Start of EXERCISE DATA

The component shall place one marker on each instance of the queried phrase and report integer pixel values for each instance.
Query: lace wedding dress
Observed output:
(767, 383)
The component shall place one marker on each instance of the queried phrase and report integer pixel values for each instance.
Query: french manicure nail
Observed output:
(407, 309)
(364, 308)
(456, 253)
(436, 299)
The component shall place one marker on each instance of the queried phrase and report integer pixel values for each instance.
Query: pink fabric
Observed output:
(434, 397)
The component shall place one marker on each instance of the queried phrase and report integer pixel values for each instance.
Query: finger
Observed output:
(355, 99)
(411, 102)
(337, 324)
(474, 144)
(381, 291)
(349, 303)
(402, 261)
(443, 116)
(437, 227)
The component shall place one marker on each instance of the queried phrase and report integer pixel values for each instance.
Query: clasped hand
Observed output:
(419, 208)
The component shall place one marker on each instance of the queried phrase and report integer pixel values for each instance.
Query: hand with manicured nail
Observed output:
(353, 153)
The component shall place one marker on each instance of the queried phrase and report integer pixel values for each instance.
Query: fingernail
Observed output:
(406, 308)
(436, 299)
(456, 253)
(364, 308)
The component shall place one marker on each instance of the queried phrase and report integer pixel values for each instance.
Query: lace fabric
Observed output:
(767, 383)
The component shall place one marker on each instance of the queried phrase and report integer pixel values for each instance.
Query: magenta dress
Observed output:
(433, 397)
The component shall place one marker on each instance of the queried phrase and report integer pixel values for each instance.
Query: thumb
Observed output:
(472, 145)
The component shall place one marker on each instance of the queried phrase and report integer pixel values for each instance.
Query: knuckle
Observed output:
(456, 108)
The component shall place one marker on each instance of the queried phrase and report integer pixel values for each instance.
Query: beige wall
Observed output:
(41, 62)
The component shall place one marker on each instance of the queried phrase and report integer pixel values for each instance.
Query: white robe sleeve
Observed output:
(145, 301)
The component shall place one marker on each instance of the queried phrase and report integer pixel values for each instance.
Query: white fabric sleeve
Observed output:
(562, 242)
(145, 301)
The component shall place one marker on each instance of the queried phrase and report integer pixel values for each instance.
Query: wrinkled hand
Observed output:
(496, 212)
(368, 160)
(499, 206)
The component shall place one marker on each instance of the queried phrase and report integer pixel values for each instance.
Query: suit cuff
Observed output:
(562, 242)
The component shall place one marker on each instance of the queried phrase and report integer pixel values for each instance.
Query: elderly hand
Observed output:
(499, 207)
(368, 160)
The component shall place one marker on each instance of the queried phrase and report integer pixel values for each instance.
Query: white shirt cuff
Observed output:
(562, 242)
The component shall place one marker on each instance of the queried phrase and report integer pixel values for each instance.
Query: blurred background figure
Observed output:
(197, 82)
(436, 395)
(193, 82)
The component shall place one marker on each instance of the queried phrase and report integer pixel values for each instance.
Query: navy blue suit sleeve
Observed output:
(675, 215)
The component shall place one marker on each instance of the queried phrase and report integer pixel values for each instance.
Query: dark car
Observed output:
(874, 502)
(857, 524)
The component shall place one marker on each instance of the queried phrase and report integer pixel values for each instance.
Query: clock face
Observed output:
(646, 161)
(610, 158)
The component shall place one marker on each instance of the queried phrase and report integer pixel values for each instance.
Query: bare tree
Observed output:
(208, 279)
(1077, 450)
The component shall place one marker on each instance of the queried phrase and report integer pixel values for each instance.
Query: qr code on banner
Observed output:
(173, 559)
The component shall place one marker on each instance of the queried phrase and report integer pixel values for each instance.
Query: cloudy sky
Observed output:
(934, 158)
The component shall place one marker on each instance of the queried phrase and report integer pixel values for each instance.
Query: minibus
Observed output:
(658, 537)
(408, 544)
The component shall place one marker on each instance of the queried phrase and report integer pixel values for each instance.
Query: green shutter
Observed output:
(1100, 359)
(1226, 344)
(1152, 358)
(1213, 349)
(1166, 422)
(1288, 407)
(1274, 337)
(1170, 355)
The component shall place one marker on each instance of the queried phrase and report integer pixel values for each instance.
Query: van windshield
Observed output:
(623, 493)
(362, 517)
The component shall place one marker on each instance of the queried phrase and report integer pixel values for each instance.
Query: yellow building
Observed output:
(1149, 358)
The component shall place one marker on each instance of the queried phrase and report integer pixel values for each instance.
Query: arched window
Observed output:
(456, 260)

End of EXERCISE DATA

## TASK INSTRUCTIONS:
Please repeat the data above verbatim, all of it.

## WRITTEN ANSWER:
The component shall place one marker on each instance of the queried phrase and report integer pixel values for each instance.
Query: lace wedding dress
Observed output:
(767, 383)
The component shall place one marker on each instance of the queried phrase and report integer pixel values for each instance.
Query: french manicure nail
Observed output:
(407, 309)
(364, 308)
(456, 253)
(436, 299)
The component shall place one marker on each instance of the queried phrase and report integer pixel values for each instance.
Query: pink fabric
Observed output:
(434, 397)
The component shall place one marker on each instance of the queried phrase and report integer pixel values for each instance.
Query: finger
Observed output:
(355, 99)
(411, 102)
(337, 324)
(474, 144)
(381, 291)
(349, 303)
(402, 261)
(443, 116)
(437, 227)
The component shall place one marker on each instance of the queried phrase and report integer pixel values for each instance.
Query: clasped hand
Observed output:
(419, 208)
The component shall place one marker on each instance of the queried phrase and report integer pixel values for each instance.
Query: hand with manicured nail
Observed output:
(353, 153)
The component shall place one marker on each instance of the queried phrase and report integer pixel values for each instance.
Query: fingernail
Observed output:
(406, 308)
(436, 299)
(456, 253)
(364, 308)
The component shall place one marker on each instance of the queried phrase and report integer pixel values for each instance.
Query: lace fabric
Observed output:
(767, 383)
The component shall place one marker on each instance of the queried phrase and report integer pixel values for each instance.
Query: magenta dress
Observed output:
(433, 397)
The component shall place one marker on each instance of the queried phrase and report integer pixel values for each instance.
Query: thumb
Observed output:
(472, 145)
The component shall place one marker on each instance of the queried phrase and report integer pixel values for each instance.
Query: knuckle
Observed output:
(456, 108)
The component shall place one marker on each instance of the queried phrase and report integer pixel values for each instance.
Query: beige wall
Observed output:
(41, 62)
The component shall place one marker on each instance of the queried phrase and report integer pixel values for each instance.
Query: white robe sleeve
Observed output:
(145, 301)
The component shall place one marker on each instance of the queried phrase and report integer pixel values for each instance.
Query: white fabric sleeve
Observed output:
(562, 242)
(145, 301)
The component shall place one marker on each instance of the queried phrase and report integer pixel values for each instance.
Query: wrinkled hand
Observed output:
(496, 212)
(368, 160)
(499, 206)
The component shall place one marker on each instance of the queried phrase and report integer pixel values for each instance.
Query: suit cuff
Observed output:
(562, 242)
The component shall place one marker on each instance of the queried phrase and report integer pixel values for each instance.
Query: elderly hand
Observed output:
(499, 207)
(368, 160)
The component shall place one marker on each instance of the queried phrase and report integer pixel values for each instance.
Query: white shirt cuff
Observed output:
(562, 242)
The component shall place one marker on each instance of the queried phrase and report integer pixel values for each instance.
Query: blurred background figure
Observed output:
(197, 82)
(436, 395)
(193, 82)
The component shall place one marker on each instance of the queried phrase and report integer pixel values for each instance.
Query: navy blue suit sleeve
Observed output:
(675, 215)
The component shall place one marker on each instance of the queried phrase and report integer pixel values for each instance.
Query: dark car
Observed output:
(874, 502)
(857, 524)
The component shall place one marker on each instance of the queried phrase and report integer pixel values for each instance.
Query: clock face
Observed output:
(646, 161)
(610, 158)
The component shall place one marker on each instance of the queried phrase and report integer pixel values for each instance.
Query: bare tree
Observed output:
(208, 279)
(1077, 450)
The component shall place one marker on each instance of the queried phrase and report integer pixel values for each instance.
Query: qr code on banner
Observed output:
(173, 559)
The component shall place one marker on each instance of the queried phrase and report integer pixel values for each instance.
Query: cloudy sky
Observed output:
(934, 158)
The component shall place one marker on each instance of the queried phrase and report integer pixel values for each instance.
Query: minibus
Observed output:
(658, 537)
(408, 544)
The component shall place one marker on each instance of the queried phrase and report integer pixel values for each instance.
Query: green shutter
Observed output:
(1100, 359)
(1226, 344)
(1152, 358)
(1213, 349)
(1166, 422)
(1288, 407)
(1274, 337)
(1170, 355)
The component shall place one marker on each instance of the queried phrase and report integer pixel values for each instance.
Query: van windshield
Observed output:
(623, 493)
(362, 517)
The component shall place one marker on each instance of the queried phrase and report integer pixel values for each instance.
Query: yellow building
Observed output:
(1149, 358)
The component shall place one marker on each instance of the queried phrase and report integer pixel values for each instance.
Query: arched window
Observed output:
(456, 260)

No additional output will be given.